====== TEXTO DE LEITURA
Sustentaram que, por volta das 3:30 h do dia 7, a piscina do clube teria sido liberada para que os convidados lá mergulhassem, e assim teria procedido Alexandre.

Entretanto, momentos depois, ele teria-se afogado, e, mesmo com a tentativa de reanimação, foi a óbito.

Aduziram que a morte só teria ocorrido em razão da culpa do clube em liberar a piscina em uma festa com grande concentração de pessoas, com venda de bebidas alcoólicas e apenas quatro pessoas cuidando da segurança.

Asseveraram que o seu filho tinha apenas 20 anos de idade e que colaborava no sustento da família. Desse modo, pugnaram pela condenação do réu ao pagamento de pensão e indenização por danos morais, além do ressarcimento com as despesas com o funeral.

O réu contestou (fls. 30-38) negando houvesse liberado a piscina para mergulho.

Confirmou que a vítima estava embriagada e que, antes do afogamento, já teria sido retirada duas vezes da piscina. Dessa forma, a culpa pelo ocorrido seria exclusiva do filho dos autores, não havendo falar em danos morais e materiais.

Os autores impugnaram a contestação (fls. 45-50) e foi realizada audiência de conciliação (fl. 56). Após, nove pessoas foram ouvidas na audiência de instrução e julgamento (fl. 79) e as partes apresentaram alegações finais (fls. 80-86 e 104-110).

Sobreveio, então, a sentença (fls. 113-119), que julgou os pedidos improcedentes.

Paulo Schaitel e Nair Schaitel, irresignados, interpuseram recurso de apelação (fls. 120-129) e sustentaram, em suma, que a culpa do apelado teria sido demonstrada.

Disseram que não haveria seguranças suficientes para o número de pessoas na festa, e, ainda, que eles estariam despreparados para ajudar alguém em caso de afogamento, pois os próprios convidados teriam retirado a vítima da água e feito a tentativa de reanimação.

Aduziram que a piscina estaria decorada com um barco de aproximadamente dois metros de comprimento, feito de alumínio, solto na água, e ornamentos fixados por cordas e tijolos.

Fizeram um cotejo dos depoimentos das pessoas ouvidas e reforçaram a ideia de que a culpa do clube teria sido comprovada.

O apelado apresentou contrarrazões (fls. 131-138) e os autos ascenderam a este egrégio Tribunal de Justiça.
============
====== DADOS BRUTOS
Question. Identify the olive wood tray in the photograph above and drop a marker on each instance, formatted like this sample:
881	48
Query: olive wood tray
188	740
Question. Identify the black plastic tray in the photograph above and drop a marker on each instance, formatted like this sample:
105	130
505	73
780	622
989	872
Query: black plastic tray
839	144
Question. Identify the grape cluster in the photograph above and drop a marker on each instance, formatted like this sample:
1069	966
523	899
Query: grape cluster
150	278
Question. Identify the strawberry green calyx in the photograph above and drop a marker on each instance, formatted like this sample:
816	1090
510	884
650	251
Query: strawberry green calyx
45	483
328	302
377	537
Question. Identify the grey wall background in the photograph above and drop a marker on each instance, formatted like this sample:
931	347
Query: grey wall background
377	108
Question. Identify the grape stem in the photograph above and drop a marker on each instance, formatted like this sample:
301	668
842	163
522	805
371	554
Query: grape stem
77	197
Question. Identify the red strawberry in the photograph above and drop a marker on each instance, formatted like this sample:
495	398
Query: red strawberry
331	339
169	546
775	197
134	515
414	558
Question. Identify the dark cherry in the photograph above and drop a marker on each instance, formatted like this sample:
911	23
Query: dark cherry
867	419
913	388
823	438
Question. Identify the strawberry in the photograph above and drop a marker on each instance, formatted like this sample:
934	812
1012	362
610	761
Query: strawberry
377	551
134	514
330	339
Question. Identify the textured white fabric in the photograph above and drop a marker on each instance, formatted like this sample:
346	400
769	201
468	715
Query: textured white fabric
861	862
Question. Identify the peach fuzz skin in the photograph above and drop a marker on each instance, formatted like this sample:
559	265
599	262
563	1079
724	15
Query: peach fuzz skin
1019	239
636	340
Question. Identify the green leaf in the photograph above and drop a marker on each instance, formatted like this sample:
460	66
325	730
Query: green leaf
============
> _LISTA DE EXERCÍCIOS_:
1) Responda, com base no texto sobre o afogamento no clube:
(a) Quantos anos tinha o filho dos autores?
(b) Quantas pessoas foram ouvidas na audiência de instrução e julgamento?
(c) De que material era feito o barco que decorava a piscina?
2) Escreva a parte seguinte do texto sobre o afogamento no clube, a partir da última frase apresentada.
As entradas são um material à parte, independente do texto.

> _GABARITO_:
1)
(a) 20 anos.
(b) Nove pessoas.
(c) Alumínio.

2)
VOTO

Inicialmente, deve-se sublinhar que se trata, aqui, de acidente ocorrido durante uma festa promovida pelo clube apelado. Durante o trâmite processual, a existência, ou não, de culpa foi muito debatida.

Entretando, prescinde-se, in casu, dessa análise. Isso porque a relação estabelecida entre as partes, claramente, foi de consumo, e, portanto, os fatos devem ser analisados sob a óptica da responsabilidade civil objetiva, nos parâmetros determinados pelo Código de Defesa do Consumidor.

A organização do "II Baile do Hawaii", com cobrança de ingresso, oferecimento de frutas e venda de bebidas é uma forma de prestação de serviço, conforme o disposto no artigo 14 da legislação consumerista. Assim, para que exista responsabilidade do fornecedor, três pressupostos devem estar configurados: o defeito do serviço, o dano e o nexo de causalidade.

O trágico evento danoso está cabalmente demonstrado, já que não há discussão acerca do falecimento da vítima Alexandre Schaitel, filho dos recorrentes, durante a festa realizada pelo apelado.

O clube recorrido sustentou, basicamente, duas teses excludentes de sua responsabilidade: inexistência de defeito na prestação de serviços - um dos pressupostos para que exista responsabilização - e culpa exclusiva da vítima - excludente do nexo de causalidade. Em outras palavras, o recorrido teria feito o que dele era esperado; quem deu causa ao evento teria sido, tão-só, a vítima.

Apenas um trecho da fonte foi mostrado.